• REQUIREMENTS
Reproduce each line exactly, including spacing and punctuation.

==== ITEMS

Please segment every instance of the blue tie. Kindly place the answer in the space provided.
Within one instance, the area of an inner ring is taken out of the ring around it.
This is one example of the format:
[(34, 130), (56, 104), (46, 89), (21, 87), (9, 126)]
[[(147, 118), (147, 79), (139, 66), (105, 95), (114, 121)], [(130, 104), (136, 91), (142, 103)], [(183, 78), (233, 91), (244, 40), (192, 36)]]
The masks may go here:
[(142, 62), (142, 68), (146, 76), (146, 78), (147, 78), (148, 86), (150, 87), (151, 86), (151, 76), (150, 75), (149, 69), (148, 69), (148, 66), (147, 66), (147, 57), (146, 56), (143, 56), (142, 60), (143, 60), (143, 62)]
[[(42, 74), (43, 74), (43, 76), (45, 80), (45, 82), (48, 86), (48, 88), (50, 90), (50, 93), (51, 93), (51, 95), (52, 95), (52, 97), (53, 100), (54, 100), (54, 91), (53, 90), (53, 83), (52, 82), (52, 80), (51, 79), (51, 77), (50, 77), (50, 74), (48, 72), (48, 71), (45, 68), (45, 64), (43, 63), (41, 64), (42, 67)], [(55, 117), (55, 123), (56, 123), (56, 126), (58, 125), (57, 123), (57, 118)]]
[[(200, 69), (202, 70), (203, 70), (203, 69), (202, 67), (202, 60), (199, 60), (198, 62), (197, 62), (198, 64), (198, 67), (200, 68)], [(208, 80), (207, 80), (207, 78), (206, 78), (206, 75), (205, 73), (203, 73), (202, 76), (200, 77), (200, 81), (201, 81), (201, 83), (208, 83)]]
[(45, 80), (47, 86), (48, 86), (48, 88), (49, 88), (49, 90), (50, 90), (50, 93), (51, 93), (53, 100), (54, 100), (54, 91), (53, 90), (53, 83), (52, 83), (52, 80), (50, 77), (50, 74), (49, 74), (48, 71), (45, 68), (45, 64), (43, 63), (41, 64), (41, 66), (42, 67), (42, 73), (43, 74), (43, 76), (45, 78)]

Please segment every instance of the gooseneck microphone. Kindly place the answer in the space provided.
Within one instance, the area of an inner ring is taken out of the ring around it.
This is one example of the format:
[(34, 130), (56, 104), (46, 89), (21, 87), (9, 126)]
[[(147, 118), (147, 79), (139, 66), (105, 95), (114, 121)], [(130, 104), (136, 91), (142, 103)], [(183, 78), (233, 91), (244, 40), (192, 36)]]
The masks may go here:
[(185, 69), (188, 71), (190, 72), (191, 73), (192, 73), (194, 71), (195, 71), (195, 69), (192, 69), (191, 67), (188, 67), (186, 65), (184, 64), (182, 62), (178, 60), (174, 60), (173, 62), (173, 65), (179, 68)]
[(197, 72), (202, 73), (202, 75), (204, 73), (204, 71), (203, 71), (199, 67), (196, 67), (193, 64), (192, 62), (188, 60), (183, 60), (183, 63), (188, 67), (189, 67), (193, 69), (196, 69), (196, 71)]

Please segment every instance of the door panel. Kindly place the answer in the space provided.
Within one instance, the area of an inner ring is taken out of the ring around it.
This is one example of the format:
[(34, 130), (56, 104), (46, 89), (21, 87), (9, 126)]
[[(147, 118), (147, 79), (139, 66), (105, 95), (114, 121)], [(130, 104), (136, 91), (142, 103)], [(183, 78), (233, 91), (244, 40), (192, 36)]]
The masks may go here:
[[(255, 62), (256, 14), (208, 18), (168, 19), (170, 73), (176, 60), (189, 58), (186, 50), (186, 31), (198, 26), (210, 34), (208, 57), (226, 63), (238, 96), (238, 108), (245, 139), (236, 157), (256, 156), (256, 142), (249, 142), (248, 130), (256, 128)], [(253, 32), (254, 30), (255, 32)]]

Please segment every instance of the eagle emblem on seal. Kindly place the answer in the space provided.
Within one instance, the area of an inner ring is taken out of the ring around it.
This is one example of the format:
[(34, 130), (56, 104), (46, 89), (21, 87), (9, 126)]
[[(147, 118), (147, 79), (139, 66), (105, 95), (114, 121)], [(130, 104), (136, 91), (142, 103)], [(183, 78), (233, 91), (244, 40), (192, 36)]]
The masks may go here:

========

• FINAL ANSWER
Please segment every instance of the blue tie. Kindly place the answer in the space provided.
Within one instance, the area of an inner ring is taken out of the ring around it.
This is one example of the format:
[(34, 130), (56, 104), (46, 89), (21, 87), (9, 126)]
[[(147, 118), (147, 79), (139, 66), (105, 95), (114, 121)], [(130, 104), (136, 91), (142, 103)], [(183, 78), (233, 91), (244, 40), (192, 36)]]
The masks may go here:
[(142, 62), (142, 68), (146, 76), (146, 78), (147, 78), (148, 86), (150, 87), (151, 86), (151, 76), (150, 75), (149, 69), (148, 69), (148, 66), (147, 66), (147, 57), (146, 56), (143, 56), (142, 60), (143, 60), (143, 62)]
[[(42, 74), (43, 74), (43, 76), (45, 80), (45, 82), (48, 86), (48, 88), (50, 90), (50, 93), (51, 93), (51, 95), (52, 95), (52, 97), (53, 100), (54, 100), (54, 91), (53, 90), (53, 83), (52, 82), (52, 80), (51, 79), (51, 77), (50, 77), (50, 74), (48, 72), (48, 71), (45, 68), (45, 64), (43, 63), (41, 64), (42, 67)], [(55, 117), (55, 123), (56, 123), (56, 126), (58, 125), (57, 123), (57, 118)]]
[[(200, 69), (202, 70), (203, 70), (203, 69), (202, 67), (202, 60), (199, 60), (198, 62), (197, 62), (198, 64), (198, 67), (200, 68)], [(208, 80), (207, 80), (207, 78), (206, 78), (206, 75), (205, 73), (203, 73), (202, 76), (200, 77), (200, 81), (201, 81), (201, 83), (208, 83)]]
[(45, 80), (47, 86), (48, 86), (48, 88), (49, 88), (49, 90), (50, 90), (50, 93), (51, 93), (53, 100), (54, 100), (54, 91), (53, 90), (53, 83), (52, 83), (52, 80), (50, 77), (50, 74), (49, 74), (48, 71), (45, 68), (45, 64), (43, 63), (41, 64), (41, 66), (42, 67), (42, 73), (43, 74), (43, 76), (45, 78)]

Please segment every instance of the gooseneck microphone. Kindly place the answer in the space provided.
Within one instance, the area of an inner ring is taken out of the ring around it.
This is one example of the format:
[(34, 130), (56, 104), (46, 89), (21, 87), (9, 126)]
[[(147, 118), (147, 79), (139, 66), (105, 95), (114, 121)], [(130, 104), (136, 91), (142, 103)], [(183, 78), (233, 91), (244, 40), (192, 36)]]
The masks may go here:
[(185, 69), (188, 71), (190, 72), (191, 73), (192, 73), (194, 71), (195, 71), (195, 69), (192, 69), (191, 67), (188, 67), (186, 65), (184, 64), (182, 62), (178, 60), (174, 60), (173, 62), (173, 65), (179, 68)]
[(197, 72), (202, 73), (202, 75), (204, 73), (204, 71), (203, 71), (199, 67), (196, 67), (193, 64), (192, 62), (188, 60), (183, 60), (183, 63), (188, 67), (189, 67), (193, 69), (196, 69), (196, 71)]

Please segment every instance of the door panel. Kindly place the answer in the space provided.
Within one instance, the area of an inner ring is taken out of the ring around it.
This is one example of the format:
[(34, 130), (56, 104), (46, 89), (21, 87), (9, 126)]
[[(147, 118), (147, 79), (139, 66), (105, 95), (114, 121)], [(130, 104), (136, 91), (142, 103)], [(183, 78), (233, 91), (244, 40), (192, 36)]]
The masks may go here:
[[(255, 62), (256, 14), (208, 18), (168, 19), (170, 73), (176, 60), (189, 58), (186, 50), (186, 31), (198, 26), (210, 34), (208, 57), (226, 63), (238, 96), (238, 108), (245, 139), (236, 157), (256, 156), (256, 142), (249, 142), (248, 130), (256, 128)], [(253, 32), (254, 30), (255, 32)]]

Please segment every instance of the eagle emblem on seal. Kindly place the answer in the space provided.
Within one instance, the area of an inner ring is taken out of the ring around it.
This is one example of the format:
[(34, 130), (56, 104), (46, 89), (21, 87), (9, 126)]
[[(147, 118), (147, 79), (139, 66), (105, 95), (114, 121)], [(130, 104), (136, 91), (142, 103)], [(183, 78), (233, 91), (244, 40), (192, 36)]]
The masks may go here:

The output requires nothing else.